* **Liste des tâches**:
- 1) D'après l'extrait cité, que promettent la Coalition avenir Québec et le Parti libéral du Québec pour venir à bout des problèmes énumérés ?
- 2) Extrayez des rangées chaque ligne qui contient la chaîne "hill", en tenant compte de la casse.

Élection générale au Québec (2022) et préparation des négociations dans les secteurs public et parapublic : Qui vit sur Mars ?


Nous sommes officiellement en élection générale au Québec et ce depuis dimanche le 28 août. Deux jours plus tard, le premier ministre François Legault, qui est également le chef de la CAQ, y allait d’au moins deux promesses milliardaires.

Il nous a prévenus que d’autres promesses allaient suivre au cours des prochaines semaines. La leader du Parti libéral du Québec, madame Dominique Anglade, y est allée elle aussi d’engagements rivalisant avec celles de son adversaire. Elle accuse d’ailleurs monsieur Legault de la plagier. Les deux principaux partis politiques, qui détenaient le plus grand nombre de députéEs à l’Assemblée nationale au moment de sa dissolution, considèrent que les finances publiques sont plutôt saines et qu’avant d’améliorer les conditions salariales des employéEs syndiquées de l’État il faut en remettre dans les poches des électrices et des électeurs.

Est-il nécessaire de rappeler que les problèmes que nous avons à affronter collectivement en ce moment sont nombreux et ont pour nom la crise écologique, la crise du logement, l’endettement étudiant, l’inflation, la vie chère pour les gagne-petit, la pénurie de la main-d’œuvre dans les secteurs public et parapublic, etc.. Pour venir à bout de ces problèmes la Coalition avenir Québec et le Parti libéral du Québec nous promettent… des baisses d’impôt.

* **Données extraites**:
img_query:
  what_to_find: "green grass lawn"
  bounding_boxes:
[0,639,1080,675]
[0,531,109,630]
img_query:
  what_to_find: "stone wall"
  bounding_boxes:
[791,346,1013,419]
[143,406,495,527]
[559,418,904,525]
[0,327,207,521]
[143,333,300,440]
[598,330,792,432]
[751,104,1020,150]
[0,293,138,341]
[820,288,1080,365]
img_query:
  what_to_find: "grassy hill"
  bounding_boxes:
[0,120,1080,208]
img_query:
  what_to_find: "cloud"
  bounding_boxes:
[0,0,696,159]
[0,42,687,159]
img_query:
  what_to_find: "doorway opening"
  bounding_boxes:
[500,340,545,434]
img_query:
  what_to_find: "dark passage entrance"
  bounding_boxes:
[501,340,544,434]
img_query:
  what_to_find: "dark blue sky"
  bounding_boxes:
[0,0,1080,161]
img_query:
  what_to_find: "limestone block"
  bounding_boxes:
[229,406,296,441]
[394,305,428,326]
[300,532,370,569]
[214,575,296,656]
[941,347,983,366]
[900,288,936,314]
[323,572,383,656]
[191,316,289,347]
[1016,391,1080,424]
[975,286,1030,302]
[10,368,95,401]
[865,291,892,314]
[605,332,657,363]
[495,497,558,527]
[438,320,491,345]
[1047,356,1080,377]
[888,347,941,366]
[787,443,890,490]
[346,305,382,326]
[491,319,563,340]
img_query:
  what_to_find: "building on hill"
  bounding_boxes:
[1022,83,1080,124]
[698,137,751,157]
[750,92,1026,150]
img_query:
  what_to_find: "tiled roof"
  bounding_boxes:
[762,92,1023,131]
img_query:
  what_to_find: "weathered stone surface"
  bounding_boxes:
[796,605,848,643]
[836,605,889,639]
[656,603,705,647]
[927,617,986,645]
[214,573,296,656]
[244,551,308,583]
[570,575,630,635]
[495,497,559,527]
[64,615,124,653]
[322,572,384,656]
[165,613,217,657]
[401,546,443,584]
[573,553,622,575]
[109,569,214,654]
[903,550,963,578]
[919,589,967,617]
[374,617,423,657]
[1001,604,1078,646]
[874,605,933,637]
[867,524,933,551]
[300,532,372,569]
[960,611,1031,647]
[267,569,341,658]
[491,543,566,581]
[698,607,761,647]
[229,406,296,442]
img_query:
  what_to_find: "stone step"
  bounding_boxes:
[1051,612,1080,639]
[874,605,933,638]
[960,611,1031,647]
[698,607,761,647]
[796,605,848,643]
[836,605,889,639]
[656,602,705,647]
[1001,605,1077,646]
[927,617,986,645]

---

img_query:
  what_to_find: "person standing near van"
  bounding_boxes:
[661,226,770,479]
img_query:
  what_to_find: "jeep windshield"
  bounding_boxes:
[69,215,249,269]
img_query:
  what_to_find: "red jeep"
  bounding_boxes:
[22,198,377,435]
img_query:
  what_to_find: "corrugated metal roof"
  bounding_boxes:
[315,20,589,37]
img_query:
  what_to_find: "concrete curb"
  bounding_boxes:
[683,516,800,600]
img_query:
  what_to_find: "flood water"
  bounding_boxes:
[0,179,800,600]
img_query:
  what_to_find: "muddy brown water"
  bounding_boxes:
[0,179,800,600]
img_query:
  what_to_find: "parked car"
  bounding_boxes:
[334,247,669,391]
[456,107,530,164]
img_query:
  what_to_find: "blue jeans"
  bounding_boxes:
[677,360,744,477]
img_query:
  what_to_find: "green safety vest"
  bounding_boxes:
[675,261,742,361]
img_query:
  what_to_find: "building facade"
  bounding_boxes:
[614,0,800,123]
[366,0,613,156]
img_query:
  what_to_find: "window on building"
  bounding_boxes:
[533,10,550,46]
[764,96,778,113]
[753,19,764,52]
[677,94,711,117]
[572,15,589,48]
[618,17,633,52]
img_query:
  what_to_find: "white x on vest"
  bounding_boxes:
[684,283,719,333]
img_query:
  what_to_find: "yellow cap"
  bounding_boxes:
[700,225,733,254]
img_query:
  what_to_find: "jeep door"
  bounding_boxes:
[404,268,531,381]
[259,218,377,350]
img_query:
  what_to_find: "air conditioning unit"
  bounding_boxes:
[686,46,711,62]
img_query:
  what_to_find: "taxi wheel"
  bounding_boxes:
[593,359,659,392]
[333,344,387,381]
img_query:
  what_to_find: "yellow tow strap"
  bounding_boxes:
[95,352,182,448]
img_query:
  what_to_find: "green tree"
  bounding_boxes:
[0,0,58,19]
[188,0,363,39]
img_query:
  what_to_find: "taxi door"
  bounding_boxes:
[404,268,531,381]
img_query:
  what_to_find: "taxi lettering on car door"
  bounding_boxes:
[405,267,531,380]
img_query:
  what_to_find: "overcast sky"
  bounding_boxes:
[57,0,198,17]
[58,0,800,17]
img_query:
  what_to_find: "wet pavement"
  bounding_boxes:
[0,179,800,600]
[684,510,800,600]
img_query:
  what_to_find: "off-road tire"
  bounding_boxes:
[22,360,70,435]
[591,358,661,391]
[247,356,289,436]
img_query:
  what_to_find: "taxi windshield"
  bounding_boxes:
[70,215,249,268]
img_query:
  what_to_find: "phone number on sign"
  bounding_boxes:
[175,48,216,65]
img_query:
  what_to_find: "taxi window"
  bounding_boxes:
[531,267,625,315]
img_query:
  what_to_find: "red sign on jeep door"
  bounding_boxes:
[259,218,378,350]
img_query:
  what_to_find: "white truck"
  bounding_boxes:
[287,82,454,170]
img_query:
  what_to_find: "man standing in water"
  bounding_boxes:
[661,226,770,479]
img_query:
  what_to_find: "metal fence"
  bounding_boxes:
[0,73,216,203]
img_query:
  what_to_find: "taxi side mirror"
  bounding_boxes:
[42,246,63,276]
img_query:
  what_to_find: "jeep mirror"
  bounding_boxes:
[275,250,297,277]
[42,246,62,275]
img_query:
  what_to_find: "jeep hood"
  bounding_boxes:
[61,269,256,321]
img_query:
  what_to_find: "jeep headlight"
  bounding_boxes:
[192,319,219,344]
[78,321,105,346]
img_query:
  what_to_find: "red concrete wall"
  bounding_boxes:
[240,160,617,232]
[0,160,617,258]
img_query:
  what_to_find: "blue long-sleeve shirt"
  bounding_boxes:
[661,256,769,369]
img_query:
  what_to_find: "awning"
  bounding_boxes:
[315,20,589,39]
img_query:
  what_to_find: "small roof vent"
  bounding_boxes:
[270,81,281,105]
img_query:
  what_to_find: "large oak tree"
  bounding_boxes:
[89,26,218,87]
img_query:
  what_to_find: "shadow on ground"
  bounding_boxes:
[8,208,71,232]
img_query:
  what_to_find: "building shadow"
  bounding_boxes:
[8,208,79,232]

* * *

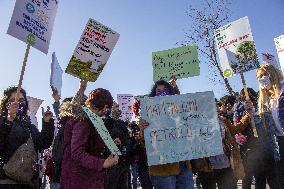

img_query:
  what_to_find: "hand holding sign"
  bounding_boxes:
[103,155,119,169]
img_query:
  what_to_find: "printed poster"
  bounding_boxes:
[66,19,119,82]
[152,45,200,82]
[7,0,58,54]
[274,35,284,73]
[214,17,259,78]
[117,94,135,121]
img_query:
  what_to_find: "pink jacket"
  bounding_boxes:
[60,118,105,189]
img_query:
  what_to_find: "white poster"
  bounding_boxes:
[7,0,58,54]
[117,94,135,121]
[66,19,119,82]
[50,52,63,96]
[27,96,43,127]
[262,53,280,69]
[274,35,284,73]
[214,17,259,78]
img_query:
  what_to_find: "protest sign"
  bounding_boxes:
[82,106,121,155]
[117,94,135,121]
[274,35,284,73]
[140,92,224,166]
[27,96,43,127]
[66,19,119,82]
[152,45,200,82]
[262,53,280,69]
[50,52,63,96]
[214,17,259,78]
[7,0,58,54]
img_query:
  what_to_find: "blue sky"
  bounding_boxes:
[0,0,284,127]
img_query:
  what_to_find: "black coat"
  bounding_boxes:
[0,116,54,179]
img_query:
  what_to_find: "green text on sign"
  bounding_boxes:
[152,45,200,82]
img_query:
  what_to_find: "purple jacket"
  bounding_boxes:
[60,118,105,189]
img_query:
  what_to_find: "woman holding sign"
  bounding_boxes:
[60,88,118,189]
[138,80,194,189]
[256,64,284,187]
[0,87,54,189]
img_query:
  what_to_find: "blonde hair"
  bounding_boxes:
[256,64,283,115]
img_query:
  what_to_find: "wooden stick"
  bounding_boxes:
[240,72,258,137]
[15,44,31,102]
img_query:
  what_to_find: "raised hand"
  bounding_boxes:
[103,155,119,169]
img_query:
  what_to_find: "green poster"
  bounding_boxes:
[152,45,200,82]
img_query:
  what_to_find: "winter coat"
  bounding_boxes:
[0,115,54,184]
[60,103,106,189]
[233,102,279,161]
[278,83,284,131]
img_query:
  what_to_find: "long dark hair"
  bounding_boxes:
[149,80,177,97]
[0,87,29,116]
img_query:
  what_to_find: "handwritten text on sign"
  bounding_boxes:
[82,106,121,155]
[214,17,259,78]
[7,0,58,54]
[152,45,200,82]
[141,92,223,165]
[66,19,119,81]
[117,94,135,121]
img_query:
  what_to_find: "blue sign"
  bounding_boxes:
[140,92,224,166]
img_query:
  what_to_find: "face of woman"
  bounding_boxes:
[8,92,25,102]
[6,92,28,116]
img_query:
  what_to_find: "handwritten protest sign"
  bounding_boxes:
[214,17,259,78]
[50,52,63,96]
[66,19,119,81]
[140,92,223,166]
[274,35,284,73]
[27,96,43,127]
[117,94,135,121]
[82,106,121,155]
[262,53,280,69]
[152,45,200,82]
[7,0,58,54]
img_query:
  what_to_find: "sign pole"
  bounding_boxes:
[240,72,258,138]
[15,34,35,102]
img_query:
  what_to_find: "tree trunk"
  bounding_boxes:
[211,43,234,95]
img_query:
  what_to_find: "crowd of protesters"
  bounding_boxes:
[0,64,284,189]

* **Solutions complètes**:
- 1) Ils promettent des baisses d'impôt.

- 2)
  what_to_find: "grassy hill"
  what_to_find: "building on hill"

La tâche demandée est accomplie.